__Task list__:
• a. Can you return, word for word, the part of the Fuzhou environmental passage between "Energy Saving and" and "the factory rooftops.", inclusive?
• b. Would you supply the next part of the passage on Fuzhou's pollution control and green industrial parks, starting after its final sentence?

__Document segment__:
#####

Zheng Deyuan, Level III Division Rank Official of Fuzhou Municipal Bureau of Ecology and Environment, introduced that Fuzhou City adheres to the principles of land-sea integration and coastal-marine coordination, connecting source control, process management, and end-point restoration. The city has implemented a full-chain approach to the "inspection, testing, tracing, treatment, and management" of sea-entering outfalls, and has completed centralized industrial wastewater treatment for all 14 provincial-level or higher industrial parks within the city. 

Energy Saving and Emission Reduction: Greening the Industry 

Entering the Fujian Three Gorges Offshore Wind Power International Industrial Park within the Jiangyin Port Economic Zone, towering wind turbine blades rotate slowly, and a photovoltaic system covering over 100,000 square meters is neatly arranged on the factory rooftops. 

"The wind power system and rooftop solar PV system within the park generate approximately 58 million kWh of electricity per year, meeting about 50% of the park's total electricity consumption with 'green electricity'," said Chen Qingsen, Deputy General Manager of Three Gorges Industrial Park Operation Co., Ltd. 

The office building near the factory also features "green" design elements. "This building uses construction materials with excellent thermal insulation properties, effectively reducing the need for air conditioning. The building's design also maximizes natural lighting, minimizing the use of artificial lights," Chen Qingsen said. He added that the building incorporates a dedicated rainwater harvesting system, which supplies water for landscaping within the office area. 

Through carbon reduction measures such as green energy substitution and energy conservation, combined with the purchase of green electricity certificates, the Three Gorges Industrial Park successfully obtained a "carbon neutrality" certificate from the Beijing Green Exchange in May 2021, becoming a carbon-neutral industrial park.

#####

__Supplied entries__:

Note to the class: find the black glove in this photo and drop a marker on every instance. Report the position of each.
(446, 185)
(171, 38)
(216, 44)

#####

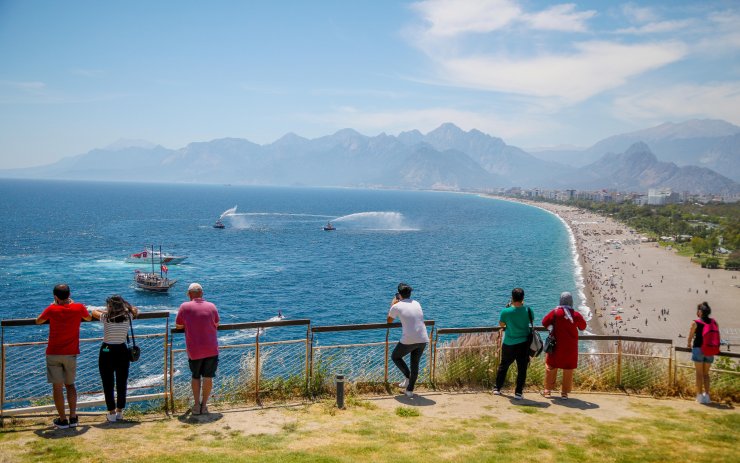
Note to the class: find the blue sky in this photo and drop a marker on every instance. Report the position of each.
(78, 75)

#####

__Answers by task__:
• a.
Energy Saving and Emission Reduction: Greening the Industry 

Entering the Fujian Three Gorges Offshore Wind Power International Industrial Park within the Jiangyin Port Economic Zone, towering wind turbine blades rotate slowly, and a photovoltaic system covering over 100,000 square meters is neatly arranged on the factory rooftops.

• b.
Xinghua Bay is not only turning greener but also more innovative. Last August, the world's largest 26-megawatt-class offshore wind turbine, independently developed by Dongfang Electric Corporation, was successfully hoisted at the Dongying Offshore Wind Power Equipment Testing and Certification Innovation Base in Shandong, setting two world records for installed single-unit capacity and rotor diameter of a wind turbine. This turbine was manufactured and assembled at the Three Gorges Industrial Park. 

Chen Qingsen noted that the Three Gorges Industrial Park has attracted leading companies such as Goldwind and Dongfang Electric, and now possesses the capacity to produce over 3 million kilowatts of wind turbines and their key components annually. It has formed a wind power industry cluster integrating technology R&D, equipment manufacturing and testing, equipment installation and O&M, and talent cultivation and training. 

Xinghua Bay itself has also become an offshore wind farm. Looking out along the coastline of Xinghua Bay, numerous wind turbines stand proudly on the blue sea, their blades turning slowly in the sea breeze. 

Currently, the Xinghua Bay offshore wind farm operates 59 wind turbines with a total installed capacity of 357.4 MW. Since it began operation, it has generated over 7 billion kWh of electricity, equivalent to saving approximately 2.1 million tons of coal consumption and reducing carbon dioxide emissions by about 5.3 million tons.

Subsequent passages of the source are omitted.